# [EXERCISE BRIEF]
Among the records below, the line containing "Reviewer note: check that each instance of the lest" marks the start. Output it and all lines after it exactly.

# [MATERIAL FOR THIS TASK]
··········
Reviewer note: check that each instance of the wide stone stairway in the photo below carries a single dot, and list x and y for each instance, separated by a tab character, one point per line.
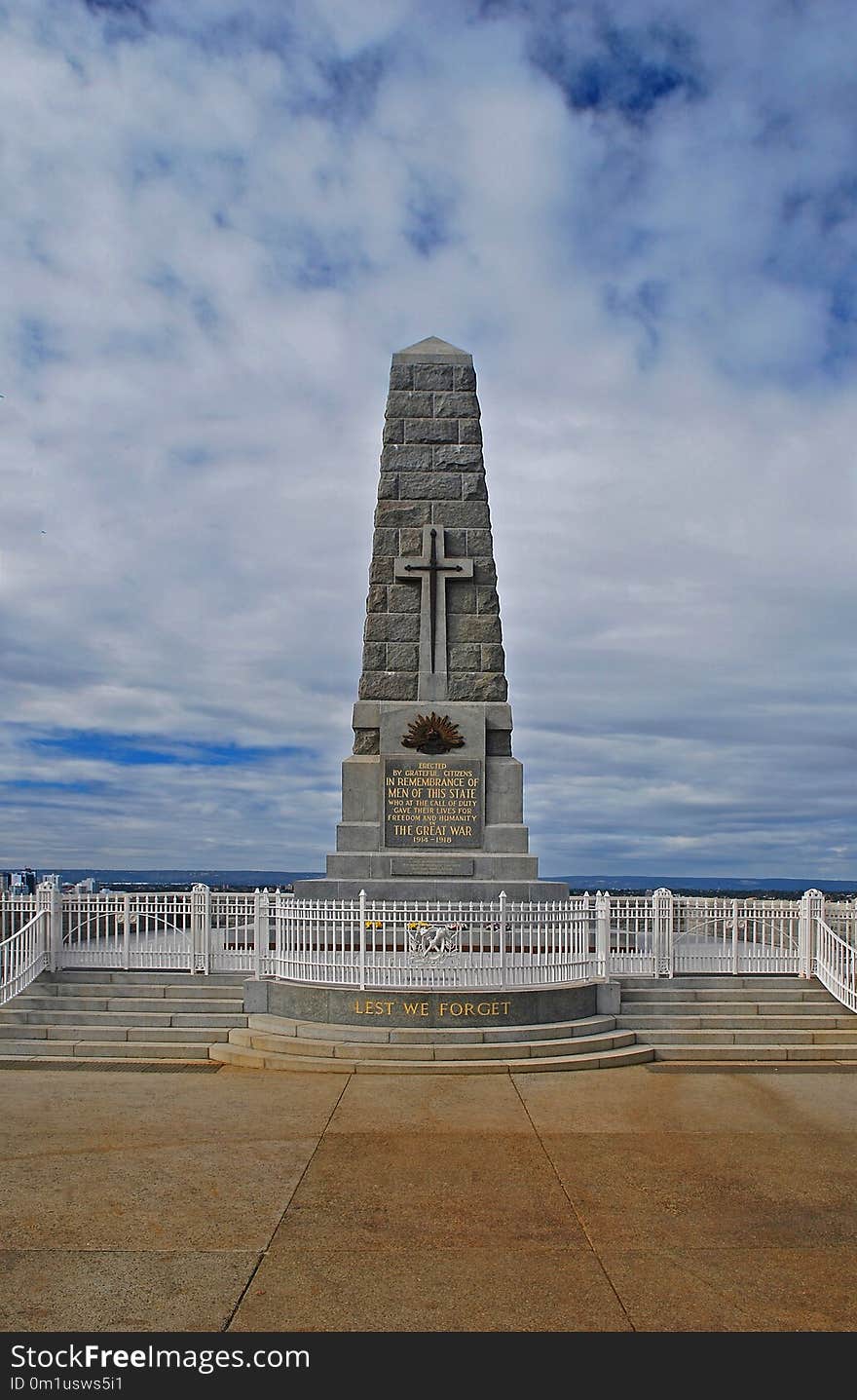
726	1022
279	1043
121	1019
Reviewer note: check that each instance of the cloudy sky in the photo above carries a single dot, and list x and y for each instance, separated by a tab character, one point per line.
220	220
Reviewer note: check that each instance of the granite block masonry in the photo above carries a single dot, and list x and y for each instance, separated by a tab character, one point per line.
431	795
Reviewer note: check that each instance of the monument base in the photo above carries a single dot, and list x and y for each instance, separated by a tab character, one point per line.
540	890
457	1009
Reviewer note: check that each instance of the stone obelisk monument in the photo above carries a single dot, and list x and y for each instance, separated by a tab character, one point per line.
431	797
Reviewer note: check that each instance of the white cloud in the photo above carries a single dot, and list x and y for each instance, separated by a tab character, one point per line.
224	223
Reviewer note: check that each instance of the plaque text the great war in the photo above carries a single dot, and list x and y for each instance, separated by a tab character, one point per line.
433	804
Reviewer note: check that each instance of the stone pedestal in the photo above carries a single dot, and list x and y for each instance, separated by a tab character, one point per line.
431	797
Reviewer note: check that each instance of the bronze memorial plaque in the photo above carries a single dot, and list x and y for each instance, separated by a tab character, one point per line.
433	804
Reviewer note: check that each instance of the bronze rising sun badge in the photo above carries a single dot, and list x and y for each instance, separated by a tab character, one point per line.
431	734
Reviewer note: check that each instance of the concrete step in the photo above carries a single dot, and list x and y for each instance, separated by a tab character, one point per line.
243	1057
747	1038
793	1011
447	1035
428	1050
172	976
726	994
715	980
114	1049
25	1002
639	1024
758	1053
188	1035
752	1067
115	1018
96	987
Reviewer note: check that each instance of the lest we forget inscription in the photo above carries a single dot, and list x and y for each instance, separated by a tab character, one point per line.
433	804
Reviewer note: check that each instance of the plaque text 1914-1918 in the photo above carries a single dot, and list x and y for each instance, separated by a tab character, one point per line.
433	804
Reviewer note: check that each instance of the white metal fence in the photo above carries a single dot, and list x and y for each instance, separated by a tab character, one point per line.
22	955
428	944
835	964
··········
# [ANSWER TO THE EXERCISE]
Reviewer note: check that each instance of the lest we forget inscription in the photo above carries a single dot, and list x and y for each instance, separated by a tab character, one point per line.
433	804
Reviewer note: check that each instance of the plaque text 1914-1918 in the photo above carries a single dot, and list x and y for each instance, separated by a tab character, one point per line.
433	804
Reviewer note: check that each instance of the white metal fence in the photo above carries a single dot, and list x and y for each instance, separated by a tab character, one point per line.
22	955
428	944
835	964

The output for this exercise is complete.